* _How to complete this task_: Print every entry below again. Nothing may differ from the original.

* _Data section_:
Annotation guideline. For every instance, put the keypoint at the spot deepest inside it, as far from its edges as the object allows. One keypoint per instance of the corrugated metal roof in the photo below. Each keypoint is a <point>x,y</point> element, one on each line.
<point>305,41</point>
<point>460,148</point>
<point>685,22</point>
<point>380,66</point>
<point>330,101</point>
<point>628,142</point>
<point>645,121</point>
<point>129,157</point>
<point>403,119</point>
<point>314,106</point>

* _Written solution_:
Annotation guideline. For every instance, put the keypoint at the spot deepest inside it, as far from its edges as the object allows. One keypoint per instance of the corrugated metal roof in the photo below. Each keypoint is a <point>x,y</point> element, one on each line.
<point>305,41</point>
<point>460,148</point>
<point>685,22</point>
<point>380,66</point>
<point>330,101</point>
<point>628,142</point>
<point>645,121</point>
<point>129,157</point>
<point>403,119</point>
<point>314,106</point>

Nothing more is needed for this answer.